● Description of the task
Starting at the line that contains "Pressing-analysis tagging request: spot the navy" and ending with the line that contains "Pressing-analysis tagging request: spot the man wading", write out those lines again, changing "flooded road" to "submerged street" and keeping everything else the same.
═════ Data supplied
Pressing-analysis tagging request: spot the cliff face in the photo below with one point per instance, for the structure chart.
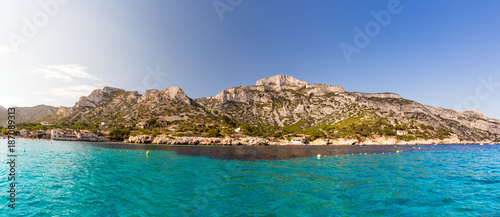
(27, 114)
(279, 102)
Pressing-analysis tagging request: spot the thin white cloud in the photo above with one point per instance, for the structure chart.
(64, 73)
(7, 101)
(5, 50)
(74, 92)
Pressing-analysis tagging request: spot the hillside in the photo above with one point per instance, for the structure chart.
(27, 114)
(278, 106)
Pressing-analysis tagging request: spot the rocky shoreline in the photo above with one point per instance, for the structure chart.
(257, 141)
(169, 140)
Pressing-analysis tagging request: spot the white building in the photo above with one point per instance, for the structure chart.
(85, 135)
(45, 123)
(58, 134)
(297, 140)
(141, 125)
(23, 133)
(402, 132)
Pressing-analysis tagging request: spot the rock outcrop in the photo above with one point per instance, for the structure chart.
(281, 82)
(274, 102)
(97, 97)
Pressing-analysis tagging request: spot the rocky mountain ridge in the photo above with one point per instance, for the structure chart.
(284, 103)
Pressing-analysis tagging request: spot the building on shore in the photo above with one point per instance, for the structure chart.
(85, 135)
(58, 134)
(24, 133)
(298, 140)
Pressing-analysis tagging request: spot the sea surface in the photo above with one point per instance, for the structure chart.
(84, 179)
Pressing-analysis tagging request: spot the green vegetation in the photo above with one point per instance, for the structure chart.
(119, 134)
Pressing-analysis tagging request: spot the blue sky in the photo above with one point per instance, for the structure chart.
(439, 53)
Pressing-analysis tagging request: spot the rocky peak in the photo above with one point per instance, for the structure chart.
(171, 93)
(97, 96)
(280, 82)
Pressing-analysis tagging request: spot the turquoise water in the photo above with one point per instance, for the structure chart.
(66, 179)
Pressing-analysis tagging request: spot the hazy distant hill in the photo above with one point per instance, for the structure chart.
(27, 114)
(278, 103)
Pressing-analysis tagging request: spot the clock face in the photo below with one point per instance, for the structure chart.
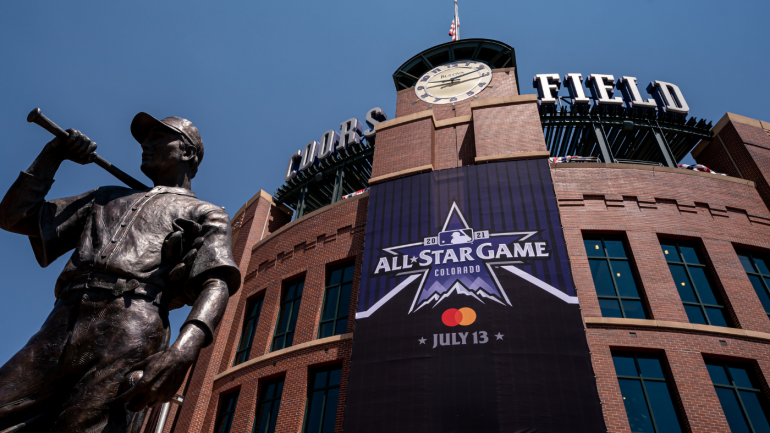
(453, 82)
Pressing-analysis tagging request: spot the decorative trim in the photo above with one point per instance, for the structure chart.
══════════
═════ Data supplied
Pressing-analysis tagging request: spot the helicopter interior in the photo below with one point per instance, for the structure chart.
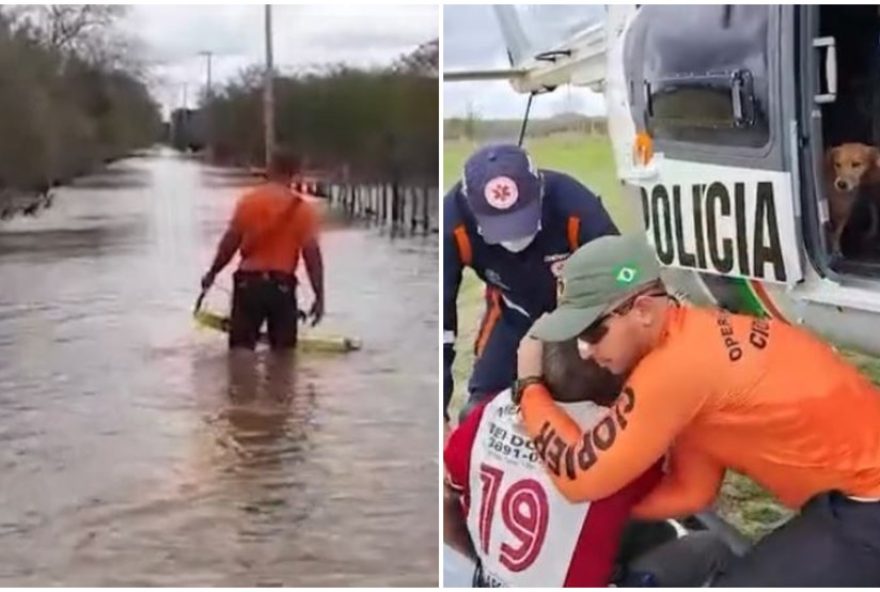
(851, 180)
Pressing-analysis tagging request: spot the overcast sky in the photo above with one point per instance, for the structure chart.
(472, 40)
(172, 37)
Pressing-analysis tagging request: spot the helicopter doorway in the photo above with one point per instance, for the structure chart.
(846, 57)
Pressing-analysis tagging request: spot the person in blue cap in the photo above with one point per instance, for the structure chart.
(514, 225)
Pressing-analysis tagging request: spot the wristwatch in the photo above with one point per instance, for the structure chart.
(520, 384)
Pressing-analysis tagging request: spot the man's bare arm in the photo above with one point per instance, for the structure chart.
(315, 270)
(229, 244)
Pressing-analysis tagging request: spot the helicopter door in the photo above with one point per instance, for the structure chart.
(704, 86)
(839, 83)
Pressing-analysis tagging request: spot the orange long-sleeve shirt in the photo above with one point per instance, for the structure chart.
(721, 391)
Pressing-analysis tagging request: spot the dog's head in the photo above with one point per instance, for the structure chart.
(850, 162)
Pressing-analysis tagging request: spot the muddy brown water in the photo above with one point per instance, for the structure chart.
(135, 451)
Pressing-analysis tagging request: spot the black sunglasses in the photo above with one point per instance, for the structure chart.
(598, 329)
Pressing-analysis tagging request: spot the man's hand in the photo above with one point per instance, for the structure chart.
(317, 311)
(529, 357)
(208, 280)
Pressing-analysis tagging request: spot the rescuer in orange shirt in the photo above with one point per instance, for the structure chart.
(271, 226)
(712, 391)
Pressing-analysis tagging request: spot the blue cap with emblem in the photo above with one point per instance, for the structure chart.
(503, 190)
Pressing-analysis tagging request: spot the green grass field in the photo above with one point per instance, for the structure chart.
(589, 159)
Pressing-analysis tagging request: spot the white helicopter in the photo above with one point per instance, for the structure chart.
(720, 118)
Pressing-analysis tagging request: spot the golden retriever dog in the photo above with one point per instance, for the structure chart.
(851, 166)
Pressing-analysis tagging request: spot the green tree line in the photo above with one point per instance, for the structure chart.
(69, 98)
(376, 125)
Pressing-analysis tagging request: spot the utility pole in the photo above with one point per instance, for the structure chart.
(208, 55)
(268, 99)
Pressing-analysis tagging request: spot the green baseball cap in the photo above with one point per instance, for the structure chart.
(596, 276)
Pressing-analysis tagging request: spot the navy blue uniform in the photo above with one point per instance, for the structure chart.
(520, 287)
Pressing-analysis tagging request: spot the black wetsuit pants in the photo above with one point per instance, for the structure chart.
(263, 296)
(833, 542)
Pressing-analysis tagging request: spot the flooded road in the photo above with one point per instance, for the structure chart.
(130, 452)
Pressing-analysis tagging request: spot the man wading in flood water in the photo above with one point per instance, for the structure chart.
══════════
● Correct response
Pressing-analysis tagging request: spot the navy blue uniform in the photo above with one point per instance, for the structure chart.
(520, 287)
Pressing-analysis tagging request: spot the black wetsuit pants in the photo above with one point per instance, for the structure chart.
(263, 296)
(833, 542)
Pressing-analysis tagging request: spot the submerged street in the photo above with one point per instance, for the structure chart.
(130, 452)
Pressing-analysis tagging request: spot the man wading in flood water in the photo above with one point per instance, for the structure chart.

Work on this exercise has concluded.